Task description:
Should any entry seem unclear, still set it down exactly as given, along with all the others.

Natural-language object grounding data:
▬▬▬▬▬▬▬▬▬▬

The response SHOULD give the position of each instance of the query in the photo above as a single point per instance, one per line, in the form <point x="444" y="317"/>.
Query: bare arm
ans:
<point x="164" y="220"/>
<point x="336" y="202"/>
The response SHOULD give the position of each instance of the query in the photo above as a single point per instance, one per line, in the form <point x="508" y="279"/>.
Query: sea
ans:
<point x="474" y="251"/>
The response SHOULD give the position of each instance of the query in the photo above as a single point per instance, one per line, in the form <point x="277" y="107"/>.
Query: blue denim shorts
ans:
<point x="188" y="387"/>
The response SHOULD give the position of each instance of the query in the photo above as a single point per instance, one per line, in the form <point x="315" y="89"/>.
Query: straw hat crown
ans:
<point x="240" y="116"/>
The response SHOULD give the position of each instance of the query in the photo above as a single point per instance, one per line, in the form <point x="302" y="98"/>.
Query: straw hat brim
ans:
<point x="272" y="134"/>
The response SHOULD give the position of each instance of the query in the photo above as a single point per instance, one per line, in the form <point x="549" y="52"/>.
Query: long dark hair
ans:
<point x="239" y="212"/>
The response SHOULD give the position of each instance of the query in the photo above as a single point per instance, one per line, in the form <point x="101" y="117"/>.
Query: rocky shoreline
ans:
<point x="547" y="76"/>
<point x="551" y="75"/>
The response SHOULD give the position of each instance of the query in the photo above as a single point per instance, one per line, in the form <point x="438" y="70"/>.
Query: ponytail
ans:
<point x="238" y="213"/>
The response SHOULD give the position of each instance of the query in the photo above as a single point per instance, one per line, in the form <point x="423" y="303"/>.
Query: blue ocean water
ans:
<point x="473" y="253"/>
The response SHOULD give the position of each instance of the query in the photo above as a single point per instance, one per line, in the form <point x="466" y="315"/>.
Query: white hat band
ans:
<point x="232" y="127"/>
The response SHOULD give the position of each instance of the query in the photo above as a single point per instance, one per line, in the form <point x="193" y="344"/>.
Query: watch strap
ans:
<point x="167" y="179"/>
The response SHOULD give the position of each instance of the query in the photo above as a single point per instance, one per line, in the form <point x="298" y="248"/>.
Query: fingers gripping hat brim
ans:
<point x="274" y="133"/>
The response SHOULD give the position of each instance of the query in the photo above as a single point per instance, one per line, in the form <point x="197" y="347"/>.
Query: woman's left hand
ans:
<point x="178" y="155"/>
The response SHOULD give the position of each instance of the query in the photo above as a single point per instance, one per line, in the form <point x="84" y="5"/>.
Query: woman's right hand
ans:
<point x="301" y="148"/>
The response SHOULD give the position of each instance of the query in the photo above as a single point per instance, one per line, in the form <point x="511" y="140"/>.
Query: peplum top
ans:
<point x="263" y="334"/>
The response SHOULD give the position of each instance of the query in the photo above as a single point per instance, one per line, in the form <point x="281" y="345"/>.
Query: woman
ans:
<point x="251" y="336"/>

▬▬▬▬▬▬▬▬▬▬

Response:
The response SHOULD give the position of each instance of the query in the photo above as a single point per instance, one per line, in the form <point x="444" y="317"/>.
Query: bare arm
ans:
<point x="164" y="220"/>
<point x="336" y="202"/>
The response SHOULD give the position of each instance of the query in the photo above as a single point per instance, one per line, in the form <point x="508" y="279"/>.
Query: sea
ans:
<point x="474" y="251"/>
The response SHOULD give the position of each instance of the query in the photo above as a single point per instance, one per line, in the form <point x="277" y="107"/>.
Query: blue denim shorts
ans:
<point x="188" y="387"/>
The response SHOULD give the position of each instance of the query in the photo above as a single point per instance, one per line, in the form <point x="315" y="89"/>.
Query: straw hat crown
ans:
<point x="240" y="116"/>
The response SHOULD give the position of each instance of the query in the photo above as a single point per instance, one per line, in the form <point x="302" y="98"/>.
Query: straw hat brim
ans:
<point x="272" y="134"/>
The response SHOULD give the position of each instance of the query in the photo above as a single point per instance, one per line, in the form <point x="549" y="52"/>.
Query: long dark hair
ans:
<point x="239" y="212"/>
The response SHOULD give the position of each instance of the query in the photo above as a single point per instance, one per line, in the form <point x="101" y="117"/>.
Query: rocky shoreline
ans:
<point x="547" y="76"/>
<point x="551" y="75"/>
The response SHOULD give the position of each instance of the query in the photo above as a single point per instance, one per line, in the form <point x="438" y="70"/>.
Query: ponytail
ans:
<point x="238" y="213"/>
The response SHOULD give the position of each instance of the query in the photo above as a single point per instance, one per line, in the form <point x="423" y="303"/>.
Query: blue ocean water
ans:
<point x="473" y="253"/>
The response SHOULD give the position of each instance of the query in the photo above as a single point per instance, one per line, in the form <point x="466" y="315"/>.
Query: white hat band
ans:
<point x="232" y="127"/>
The response SHOULD give the position of each instance of the query in the photo above as a single point per instance, one per line, in the form <point x="193" y="344"/>.
Query: watch strap
ans:
<point x="167" y="179"/>
The response SHOULD give the position of each instance of the query in the photo above as a single point per instance, one per line, in the form <point x="298" y="248"/>.
Query: fingers gripping hat brim
ans:
<point x="274" y="133"/>
The response SHOULD give the position of each instance of the query in the photo above as a single point per instance, one per line, in the form <point x="197" y="347"/>.
Query: woman's left hand
ans:
<point x="178" y="155"/>
The response SHOULD give the position of each instance of the query in the photo above as a single point per instance, one per line, in the form <point x="84" y="5"/>.
Query: woman's right hand
ans:
<point x="301" y="148"/>
The response SHOULD give the position of each instance of the query in the photo above as a single point per instance, one per line, in the form <point x="511" y="140"/>.
Query: peplum top
ans:
<point x="263" y="334"/>
The response SHOULD give the position of each instance of the query in the photo above as a single point per instance, one per line, in the form <point x="281" y="345"/>.
Query: woman
ans:
<point x="251" y="336"/>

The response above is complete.